• **What you need to do**:
A - List every username in the comment thread about remote-controlled locomotives that is tagged with @@.
B - Reproduce word for word the part of the comment thread that begins at the words "Radio control locomotives" and stops after "operating these things.".

@@feminazislayer It's sickening to see someone laughing at someone else's comment that should have never been made where in a situation like this it could have been a lot worse. You laughing at someone else's comment and that person making the comment they did shows that you two are not only immature there's a lot more wrong with both of you.
Radio control locomotives strikes again. Fairly common now day as the railroads are cutting cost by having untrained personnel running locomotives like a Toy RC car. Most people are not locomotive engineers or even Conductors operating these things.
@@Ollie1979 It's common knowledge that engineers are being eliminated to save money and switching locomotives are being operated remotely. Tons of youtube videos on the subject.
Exactly what i commented, They submitted to wallstreet and investors, then try to cut out manpower was its very necessary by doing this bs automation and shrinking down crews. Railroads are vital but these dumbasses behind a desk dont know a damn thing about the field
He won the other part of the lottery two lawsuit every decade WOW 😅 I bet CSX wanted to buy his property. He said no because he’s making more money them crashing into his house then selling the property.
The original purpose was to add power in the middle of a long freight train. In that instance there was still an engineer at the front of the train controlling it.
@@James_Knott DP is a different idea, and system than RCO. DP has been around a lot longer. There are redundancies to a train with DP, first being an engineer controlling the DP from the train itself. RCO remotes do not have as much information on their controls as locomotive computer screens do in the cab.
Build a massive stopping bunker berm at the end of the line, and stop remote controlling the trains like if it were a model train set. Pretty simple fix really.
Raise your hand if you think that a 3500# car did ANYTHING to slow down that 400,000# locomotive. Was the home built BEFORE the tracks were installed, or were the tracks built first? What city planner allowed a home that close to the railroad? Or vise-a-versa?
I doubt that....I bet the tracks were their first. Way first Turntables are used in yards to turn a single locomotive around. Wye's are used so they can turn, depending on how long the wye is , a locomotive ,many locomotives and as many cars as the why is long.

[Stored items]

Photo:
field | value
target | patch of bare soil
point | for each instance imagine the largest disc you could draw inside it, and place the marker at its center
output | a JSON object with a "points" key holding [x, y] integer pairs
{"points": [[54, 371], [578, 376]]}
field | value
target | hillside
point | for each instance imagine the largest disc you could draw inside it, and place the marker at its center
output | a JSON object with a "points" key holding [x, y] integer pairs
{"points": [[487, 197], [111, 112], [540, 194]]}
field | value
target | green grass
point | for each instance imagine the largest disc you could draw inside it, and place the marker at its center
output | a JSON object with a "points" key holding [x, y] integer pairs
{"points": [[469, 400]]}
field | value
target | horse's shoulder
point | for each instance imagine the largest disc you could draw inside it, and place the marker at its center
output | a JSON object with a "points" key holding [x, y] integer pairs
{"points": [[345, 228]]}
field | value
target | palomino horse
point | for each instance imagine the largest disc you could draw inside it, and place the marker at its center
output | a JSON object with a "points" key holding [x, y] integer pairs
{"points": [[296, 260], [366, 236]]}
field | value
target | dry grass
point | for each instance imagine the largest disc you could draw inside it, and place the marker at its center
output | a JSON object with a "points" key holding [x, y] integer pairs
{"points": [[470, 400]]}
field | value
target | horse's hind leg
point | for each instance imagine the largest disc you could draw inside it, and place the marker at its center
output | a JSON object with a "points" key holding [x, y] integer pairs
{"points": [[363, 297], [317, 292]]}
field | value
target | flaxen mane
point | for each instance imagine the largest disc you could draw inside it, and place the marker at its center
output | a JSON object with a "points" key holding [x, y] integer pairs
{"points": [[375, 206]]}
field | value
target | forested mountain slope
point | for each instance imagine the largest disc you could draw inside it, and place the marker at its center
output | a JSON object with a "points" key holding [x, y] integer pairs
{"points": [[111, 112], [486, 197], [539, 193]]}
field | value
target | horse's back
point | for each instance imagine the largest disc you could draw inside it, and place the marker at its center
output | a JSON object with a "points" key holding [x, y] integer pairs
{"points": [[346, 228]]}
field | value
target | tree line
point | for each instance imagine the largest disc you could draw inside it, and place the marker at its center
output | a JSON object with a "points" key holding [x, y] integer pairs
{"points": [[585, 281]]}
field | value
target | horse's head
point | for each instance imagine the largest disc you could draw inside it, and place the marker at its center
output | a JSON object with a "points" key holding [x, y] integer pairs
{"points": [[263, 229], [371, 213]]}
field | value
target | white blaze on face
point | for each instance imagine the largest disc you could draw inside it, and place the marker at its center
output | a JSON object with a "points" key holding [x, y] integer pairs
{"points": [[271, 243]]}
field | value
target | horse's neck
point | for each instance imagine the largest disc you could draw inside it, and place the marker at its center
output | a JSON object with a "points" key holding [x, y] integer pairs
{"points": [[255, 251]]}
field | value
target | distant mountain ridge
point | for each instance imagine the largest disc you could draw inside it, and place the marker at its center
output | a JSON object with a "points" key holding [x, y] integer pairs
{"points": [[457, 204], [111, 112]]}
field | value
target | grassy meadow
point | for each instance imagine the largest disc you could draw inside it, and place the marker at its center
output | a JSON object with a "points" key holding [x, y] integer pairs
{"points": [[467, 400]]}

• **Answers by task**:
A - @@feminazislayer, @@Ollie1979, @@James_Knott

B -
Radio control locomotives strikes again. Fairly common now day as the railroads are cutting cost by having untrained personnel running locomotives like a Toy RC car. Most people are not locomotive engineers or even Conductors operating these things.